→ **EXERCISE PROMPT**:
Gather every line below that contains the word "bird", copying each one unchanged.
— Start —
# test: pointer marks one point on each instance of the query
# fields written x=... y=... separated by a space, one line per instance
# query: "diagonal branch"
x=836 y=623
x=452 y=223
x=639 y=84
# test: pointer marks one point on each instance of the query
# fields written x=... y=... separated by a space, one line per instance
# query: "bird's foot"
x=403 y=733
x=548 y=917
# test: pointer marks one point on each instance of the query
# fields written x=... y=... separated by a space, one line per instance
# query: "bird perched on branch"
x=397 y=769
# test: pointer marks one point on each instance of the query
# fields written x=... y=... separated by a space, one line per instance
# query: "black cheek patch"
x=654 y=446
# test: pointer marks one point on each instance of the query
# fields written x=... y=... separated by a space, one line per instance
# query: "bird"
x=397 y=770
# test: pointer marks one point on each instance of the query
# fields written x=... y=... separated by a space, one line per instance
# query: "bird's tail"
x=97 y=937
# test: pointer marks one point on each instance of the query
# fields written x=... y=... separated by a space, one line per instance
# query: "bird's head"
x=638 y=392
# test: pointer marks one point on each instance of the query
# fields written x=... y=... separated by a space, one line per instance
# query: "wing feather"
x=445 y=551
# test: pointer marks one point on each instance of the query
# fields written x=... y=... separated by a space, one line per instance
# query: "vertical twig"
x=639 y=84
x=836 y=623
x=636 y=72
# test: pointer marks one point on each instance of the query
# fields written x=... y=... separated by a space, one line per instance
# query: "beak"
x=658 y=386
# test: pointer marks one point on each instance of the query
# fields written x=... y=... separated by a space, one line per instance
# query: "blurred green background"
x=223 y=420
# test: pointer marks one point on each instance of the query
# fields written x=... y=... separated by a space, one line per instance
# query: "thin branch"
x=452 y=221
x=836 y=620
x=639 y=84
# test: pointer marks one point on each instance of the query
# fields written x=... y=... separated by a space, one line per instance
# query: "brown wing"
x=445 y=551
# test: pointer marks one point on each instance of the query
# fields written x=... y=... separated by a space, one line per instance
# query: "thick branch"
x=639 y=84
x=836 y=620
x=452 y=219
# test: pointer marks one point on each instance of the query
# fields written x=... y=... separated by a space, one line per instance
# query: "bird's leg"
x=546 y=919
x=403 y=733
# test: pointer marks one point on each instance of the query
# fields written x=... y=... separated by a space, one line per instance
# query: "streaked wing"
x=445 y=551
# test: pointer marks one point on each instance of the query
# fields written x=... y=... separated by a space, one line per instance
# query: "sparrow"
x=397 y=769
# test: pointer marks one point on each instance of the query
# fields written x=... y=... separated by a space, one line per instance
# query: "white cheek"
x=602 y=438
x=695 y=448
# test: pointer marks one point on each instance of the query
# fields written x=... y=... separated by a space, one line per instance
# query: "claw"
— End —
→ **ANSWER**:
# query: "bird's foot"
# query: "bird perched on branch"
# query: "bird"
# query: "bird's tail"
# query: "bird's head"
# query: "bird's leg"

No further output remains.